Text:
####

2011-03-18 Thread Adrian Sevcenco

On 03/18/2011 06:22 PM, Akemi Yagi wrote:

On Fri, Mar 18, 2011 at 9:03 AM, Adrian Sevcenco
adrian.sevce...@cern.ch  wrote:

Hi! I try to load an module that it is found in curent
/lib/modules/`uname -r` tree ...
root@sevcenco: ~ # ls -l /lib/modules/`uname
-r`/kernel/drivers/crypto/padlock-*
-rwxr--r-- 1 root root 14296 Mar 16 19:37
/lib/modules/2.6.38-0.el5.elrepo/kernel/drivers/crypto/padlock-aes.ko
-rwxr--r-- 1 root root 10808 Mar 16 19:37
/lib/modules/2.6.38-0.el5.elrepo/kernel/drivers/crypto/padlock-sha.ko

but if i try :
root@sevcenco: ~ # modprobe -v padlock-aes.ko
FATAL: Module padlock_aes.ko not found.

####

Record excerpts:

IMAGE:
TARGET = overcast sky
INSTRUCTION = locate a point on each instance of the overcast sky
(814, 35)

####

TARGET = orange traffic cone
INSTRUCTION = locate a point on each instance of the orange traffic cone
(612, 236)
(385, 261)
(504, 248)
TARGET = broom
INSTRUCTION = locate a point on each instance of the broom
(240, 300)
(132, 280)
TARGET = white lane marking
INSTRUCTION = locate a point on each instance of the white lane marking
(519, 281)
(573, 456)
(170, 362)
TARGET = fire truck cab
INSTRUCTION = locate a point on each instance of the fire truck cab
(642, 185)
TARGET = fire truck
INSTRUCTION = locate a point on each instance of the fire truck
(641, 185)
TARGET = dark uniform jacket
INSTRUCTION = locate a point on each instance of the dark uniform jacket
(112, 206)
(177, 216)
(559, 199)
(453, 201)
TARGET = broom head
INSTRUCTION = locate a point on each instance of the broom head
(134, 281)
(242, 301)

####

Work to do:
a. Write out every date or timestamp that appears in the mailing-list message about loading the padlock module.
b. In the mailing-list message about the padlock module, what error does the modprobe command print?
c. Carry on writing the mailing-list message about the padlock module from its last line.

Set of answers:
a.
- 2011-03-18
- 03/18/2011 06:22 PM
- Fri, Mar 18, 2011 at 9:03 AM
- Mar 16 19:37 (appears on both file listing lines)

b. FATAL: Module padlock_aes.ko not found.

c.
When using the modprobe command, you need to omit the .ko part.

ufff ... i just copy pasted the file name :((
root@sevcenco: ~ # modprobe -v padlock-aes
insmod /lib/modules/2.6.38-0.el5.elrepo/kernel/crypto/aes_generic.ko
insmod /lib/modules/2.6.38-0.el5.elrepo/kernel/drivers/crypto/padlock-aes.ko

Thanks for help :)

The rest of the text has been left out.